━━━━━ TEXTE À LIRE ━━━━━
C’est Ron Kovic lui-même qui est né un 4 juillet, en 1946. Dans une famille catholique pratiquante, pauvre et travailleuse, qui croit au rêve américain et aime son pays. Comme l’écrit Gerald Nicosia dans la postface de cette édition, « M. et Mme Kovic ont élevé leur fils dans le but d’en faire un patriote exemplaire ».
Enfant, le petit Ron aime Dieu et le baseball, il prie le soir pour devenir un bon Américain. Avec les gosses de son quartier, il joue au foot et à la guerre : ils sont insouciants, ils ont l’avenir devant eux et rêvent de gloire. Comme des millions d’Américains, il suit la conquête spatiale et se méfie des communistes. Devenu adolescent, il s’inscrit à la lutte pour modeler son corps, pour réussir et gagner. « Je voulais être un héros », avoue-t-il.
Alors quand à la fin de ses années de lycée, des marines se présentent pour recruter des jeunes gens, il signe sans hésiter. Car « il n’y a rien de plus valeureux qu’un marine américain ». Ron Kovic s’engage en septembre 1964. Premières désillusions : l’instruction n’est qu’une longue suite d’humiliations auxquelles Ron n’a pas été préparé. L’armée est une machine à broyer qui ne tient aucun compte des individus.
Pourtant Kovic va s’en accommoder puisque après un an au Vietnam, il signe pour un an de plus. Une année n’a donc pas suffi pour lui prouver l’injustice de cette guerre, lui ouvrir les yeux sur l’inutile sacrifice. C’est peu après ce second engagement qu’il sera blessé et définitivement rapatrié, paralysé des deux jambes.
━━━━━
| CONSIGNE A |
Pouvez-vous recopier le passage du texte sur Ron Kovic qui va de "Enfant, le petit" à "compte des individus.", bornes comprises, en changeant "lycée" en "collège" ?
━━━━━ DONNÉES FOURNIES ━━━━━
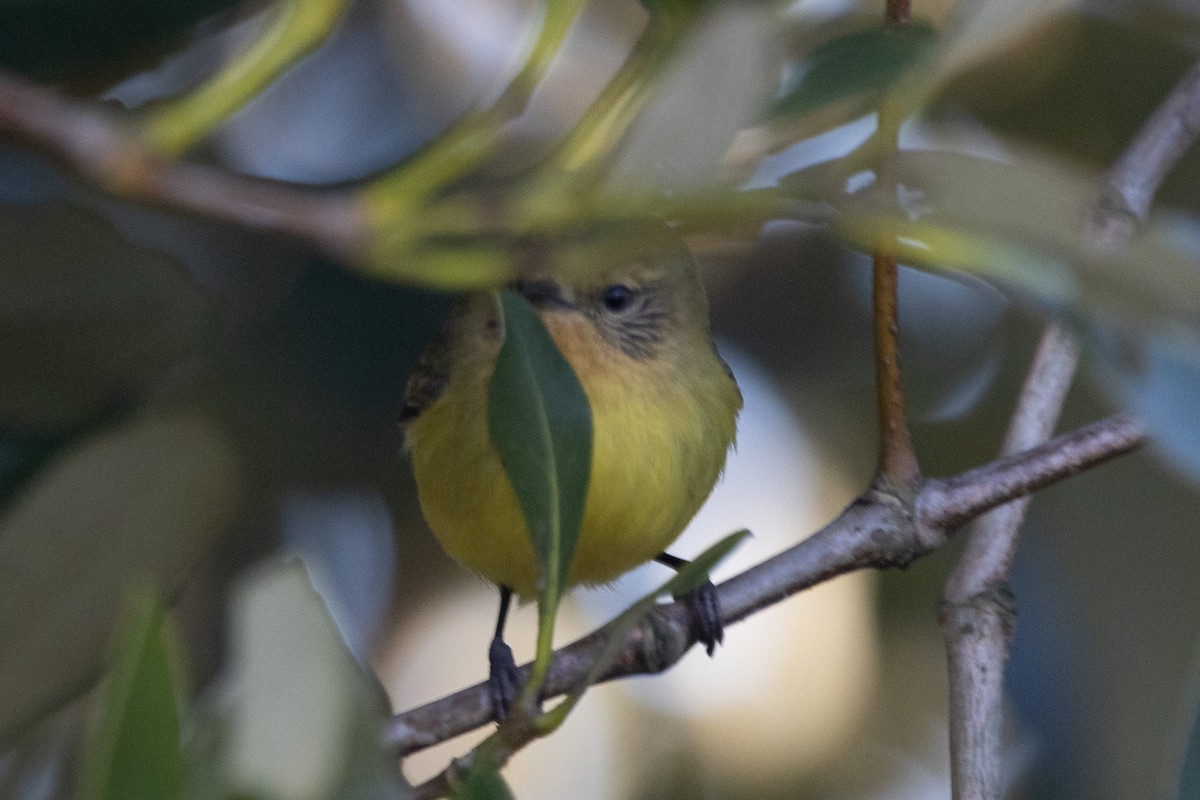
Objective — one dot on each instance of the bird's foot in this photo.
(706, 615)
(503, 678)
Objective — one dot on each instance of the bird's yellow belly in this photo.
(654, 461)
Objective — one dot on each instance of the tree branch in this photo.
(1134, 179)
(898, 469)
(877, 530)
(95, 144)
(978, 612)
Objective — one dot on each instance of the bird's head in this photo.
(642, 310)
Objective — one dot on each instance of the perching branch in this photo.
(898, 469)
(978, 612)
(1134, 179)
(877, 530)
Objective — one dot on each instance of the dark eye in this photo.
(617, 298)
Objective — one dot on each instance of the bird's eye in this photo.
(617, 298)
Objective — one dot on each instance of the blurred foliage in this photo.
(483, 781)
(155, 407)
(133, 752)
(89, 43)
(540, 423)
(853, 64)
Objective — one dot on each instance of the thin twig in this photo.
(898, 469)
(978, 612)
(877, 530)
(1133, 181)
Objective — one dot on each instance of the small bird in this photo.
(664, 408)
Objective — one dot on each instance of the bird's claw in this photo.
(503, 678)
(706, 615)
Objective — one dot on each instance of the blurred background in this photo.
(181, 400)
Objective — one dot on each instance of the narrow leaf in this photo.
(853, 64)
(133, 752)
(540, 423)
(481, 781)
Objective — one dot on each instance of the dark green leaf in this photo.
(481, 781)
(88, 322)
(135, 751)
(853, 64)
(540, 423)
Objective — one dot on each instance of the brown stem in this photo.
(898, 470)
(877, 530)
(1132, 182)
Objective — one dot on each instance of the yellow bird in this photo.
(664, 408)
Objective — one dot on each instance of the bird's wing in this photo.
(432, 372)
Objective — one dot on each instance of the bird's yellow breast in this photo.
(661, 429)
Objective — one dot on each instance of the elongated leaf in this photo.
(483, 781)
(540, 423)
(853, 64)
(135, 751)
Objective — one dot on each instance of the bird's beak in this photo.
(544, 294)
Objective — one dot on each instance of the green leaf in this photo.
(135, 751)
(540, 423)
(690, 577)
(853, 64)
(481, 781)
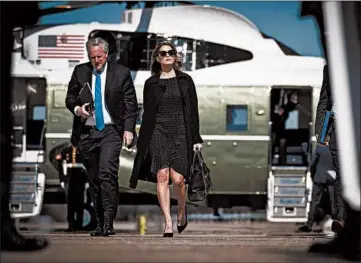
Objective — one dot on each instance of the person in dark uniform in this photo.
(347, 241)
(170, 127)
(323, 177)
(72, 176)
(326, 104)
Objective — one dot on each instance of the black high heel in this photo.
(181, 228)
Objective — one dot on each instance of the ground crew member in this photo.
(323, 177)
(72, 176)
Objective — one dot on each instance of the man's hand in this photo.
(324, 144)
(197, 146)
(82, 112)
(127, 138)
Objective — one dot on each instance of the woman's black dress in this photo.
(168, 147)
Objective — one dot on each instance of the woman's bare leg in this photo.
(164, 197)
(180, 192)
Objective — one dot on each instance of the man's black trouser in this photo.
(340, 205)
(100, 151)
(317, 192)
(75, 190)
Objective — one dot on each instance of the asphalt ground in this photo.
(200, 242)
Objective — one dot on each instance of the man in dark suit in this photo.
(99, 133)
(326, 104)
(72, 178)
(323, 177)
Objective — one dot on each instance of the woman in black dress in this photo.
(169, 132)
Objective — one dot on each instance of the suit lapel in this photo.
(88, 75)
(109, 78)
(158, 87)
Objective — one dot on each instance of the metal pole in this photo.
(346, 95)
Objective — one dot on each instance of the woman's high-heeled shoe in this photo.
(167, 234)
(181, 228)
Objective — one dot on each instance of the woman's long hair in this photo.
(155, 66)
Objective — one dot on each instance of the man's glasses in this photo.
(164, 53)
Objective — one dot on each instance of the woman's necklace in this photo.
(167, 75)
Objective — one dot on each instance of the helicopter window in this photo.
(237, 118)
(36, 116)
(39, 113)
(211, 54)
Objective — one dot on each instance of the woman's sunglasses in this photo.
(164, 53)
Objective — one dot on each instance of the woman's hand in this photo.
(197, 146)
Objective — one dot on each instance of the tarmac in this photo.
(200, 242)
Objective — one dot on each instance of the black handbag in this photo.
(200, 182)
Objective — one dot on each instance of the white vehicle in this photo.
(29, 111)
(238, 72)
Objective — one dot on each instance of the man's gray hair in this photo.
(96, 41)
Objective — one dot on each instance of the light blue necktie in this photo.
(99, 118)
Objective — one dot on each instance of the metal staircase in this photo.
(289, 194)
(27, 191)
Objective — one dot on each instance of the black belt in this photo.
(93, 127)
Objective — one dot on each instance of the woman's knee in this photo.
(163, 176)
(178, 179)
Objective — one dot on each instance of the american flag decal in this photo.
(61, 46)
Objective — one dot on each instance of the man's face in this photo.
(97, 57)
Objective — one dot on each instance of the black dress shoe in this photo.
(97, 232)
(181, 228)
(338, 226)
(109, 230)
(16, 242)
(305, 228)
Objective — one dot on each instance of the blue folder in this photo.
(325, 125)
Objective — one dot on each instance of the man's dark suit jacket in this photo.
(321, 164)
(120, 98)
(325, 100)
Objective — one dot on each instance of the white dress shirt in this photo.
(91, 119)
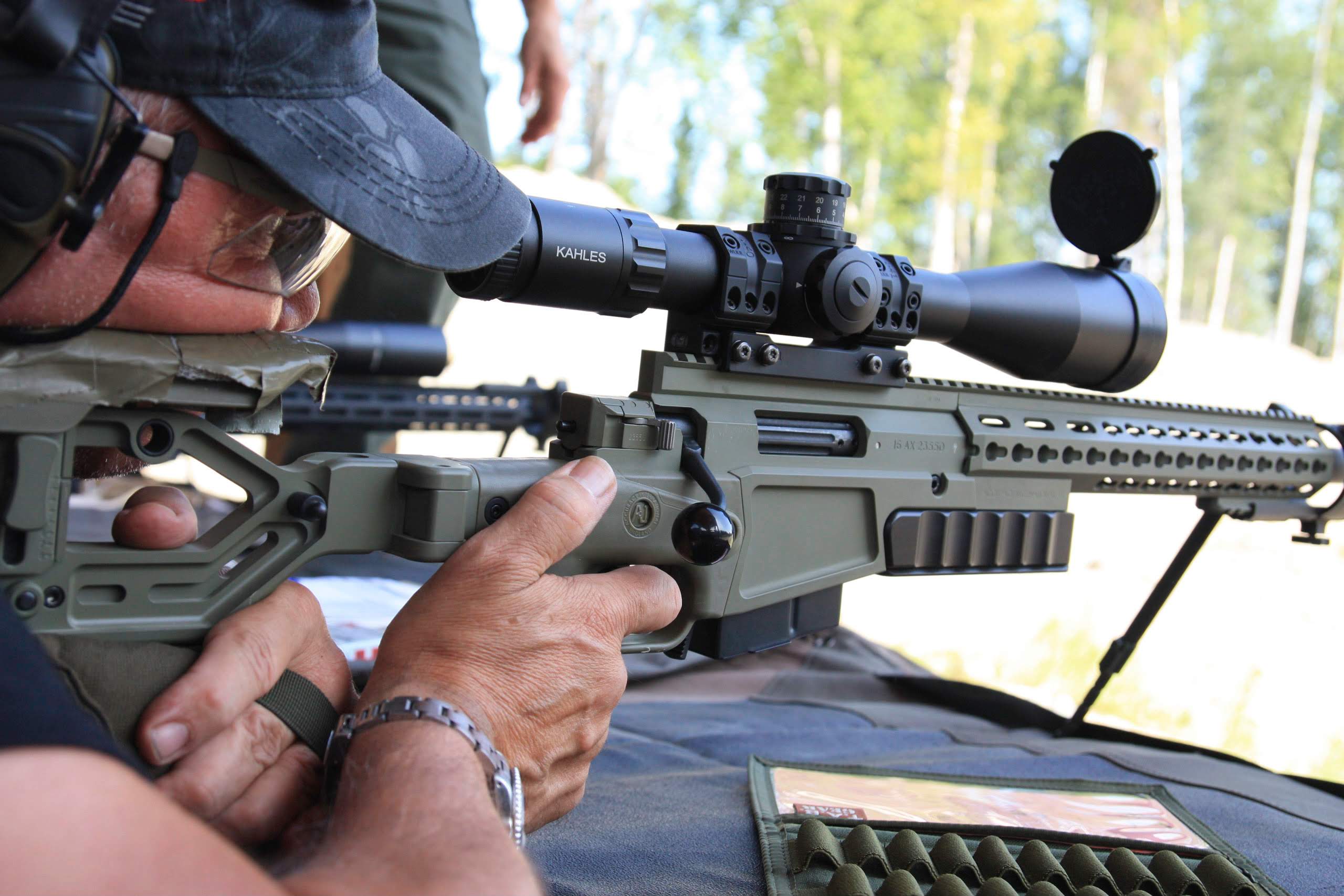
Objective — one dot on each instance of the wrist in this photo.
(539, 11)
(414, 686)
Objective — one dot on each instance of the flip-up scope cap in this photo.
(1105, 193)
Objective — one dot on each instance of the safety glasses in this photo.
(280, 254)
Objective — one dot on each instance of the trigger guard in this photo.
(660, 641)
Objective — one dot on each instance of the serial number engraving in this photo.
(918, 445)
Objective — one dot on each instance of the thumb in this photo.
(551, 519)
(156, 516)
(531, 76)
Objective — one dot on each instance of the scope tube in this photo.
(1095, 328)
(609, 261)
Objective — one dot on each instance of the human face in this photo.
(172, 291)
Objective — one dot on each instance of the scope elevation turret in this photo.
(799, 273)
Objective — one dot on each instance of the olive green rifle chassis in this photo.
(824, 481)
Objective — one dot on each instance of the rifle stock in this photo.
(824, 484)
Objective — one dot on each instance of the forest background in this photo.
(944, 116)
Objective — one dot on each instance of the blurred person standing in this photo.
(432, 50)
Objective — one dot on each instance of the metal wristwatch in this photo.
(506, 784)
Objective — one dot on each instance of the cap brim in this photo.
(382, 167)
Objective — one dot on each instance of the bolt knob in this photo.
(704, 534)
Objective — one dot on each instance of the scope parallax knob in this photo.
(704, 534)
(844, 291)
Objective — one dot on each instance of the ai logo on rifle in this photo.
(642, 513)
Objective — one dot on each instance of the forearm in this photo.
(413, 815)
(539, 8)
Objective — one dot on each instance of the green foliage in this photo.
(1244, 65)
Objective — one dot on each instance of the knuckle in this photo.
(191, 793)
(256, 652)
(267, 735)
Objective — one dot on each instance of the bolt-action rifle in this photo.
(762, 476)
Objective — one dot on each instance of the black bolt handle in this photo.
(704, 534)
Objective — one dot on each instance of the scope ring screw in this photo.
(495, 508)
(307, 505)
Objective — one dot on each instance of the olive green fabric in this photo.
(116, 680)
(304, 710)
(807, 856)
(430, 49)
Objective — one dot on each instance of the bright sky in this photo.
(648, 111)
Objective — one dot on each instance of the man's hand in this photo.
(236, 763)
(533, 659)
(545, 69)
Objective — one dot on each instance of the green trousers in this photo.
(432, 50)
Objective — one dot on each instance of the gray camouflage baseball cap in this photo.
(296, 83)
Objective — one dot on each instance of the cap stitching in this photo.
(359, 166)
(494, 184)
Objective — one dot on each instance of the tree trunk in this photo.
(1175, 156)
(988, 172)
(831, 138)
(1222, 282)
(985, 203)
(1095, 80)
(1339, 319)
(869, 199)
(944, 244)
(1303, 174)
(601, 101)
(585, 23)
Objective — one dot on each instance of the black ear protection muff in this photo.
(58, 81)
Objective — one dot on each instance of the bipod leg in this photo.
(1124, 647)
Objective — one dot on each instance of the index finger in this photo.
(636, 599)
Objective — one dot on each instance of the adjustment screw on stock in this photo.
(26, 601)
(495, 508)
(307, 507)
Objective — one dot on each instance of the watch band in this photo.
(505, 784)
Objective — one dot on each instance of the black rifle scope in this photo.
(799, 273)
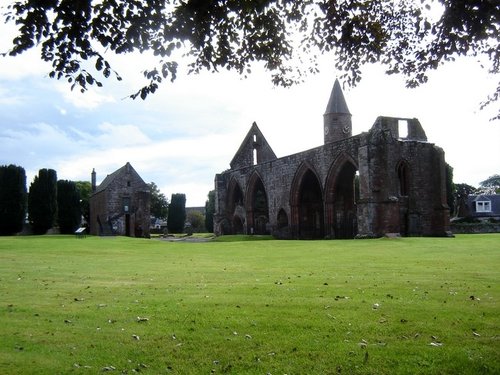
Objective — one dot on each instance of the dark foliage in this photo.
(159, 204)
(42, 201)
(210, 211)
(68, 206)
(286, 36)
(12, 199)
(177, 213)
(450, 189)
(85, 190)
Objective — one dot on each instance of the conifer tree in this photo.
(12, 199)
(209, 211)
(42, 201)
(177, 213)
(68, 206)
━━━━━
| CONSIGNE B |
Quelles lignes de la liste ci-dessus contiennent le mot "bird" ? Identifiez-les et recopiez chacune d'elles.

| RÉPONSE RÉDIGÉE A |
Enfant, le petit Ron aime Dieu et le baseball, il prie le soir pour devenir un bon Américain. Avec les gosses de son quartier, il joue au foot et à la guerre : ils sont insouciants, ils ont l’avenir devant eux et rêvent de gloire. Comme des millions d’Américains, il suit la conquête spatiale et se méfie des communistes. Devenu adolescent, il s’inscrit à la lutte pour modeler son corps, pour réussir et gagner. « Je voulais être un héros », avoue-t-il.
Alors quand à la fin de ses années de collège, des marines se présentent pour recruter des jeunes gens, il signe sans hésiter. Car « il n’y a rien de plus valeureux qu’un marine américain ». Ron Kovic s’engage en septembre 1964. Premières désillusions : l’instruction n’est qu’une longue suite d’humiliations auxquelles Ron n’a pas été préparé. L’armée est une machine à broyer qui ne tient aucun compte des individus.

| RÉPONSE RÉDIGÉE B |
Objective — one dot on each instance of the bird's foot in this photo.
Objective — one dot on each instance of the bird's yellow belly in this photo.
Objective — one dot on each instance of the bird's head in this photo.
Objective — one dot on each instance of the bird's eye in this photo.
Objective — one dot on each instance of the small bird in this photo.
Objective — one dot on each instance of the bird's claw in this photo.
Objective — one dot on each instance of the yellow bird in this photo.
Objective — one dot on each instance of the bird's wing in this photo.
Objective — one dot on each instance of the bird's yellow breast in this photo.
Objective — one dot on each instance of the bird's beak in this photo.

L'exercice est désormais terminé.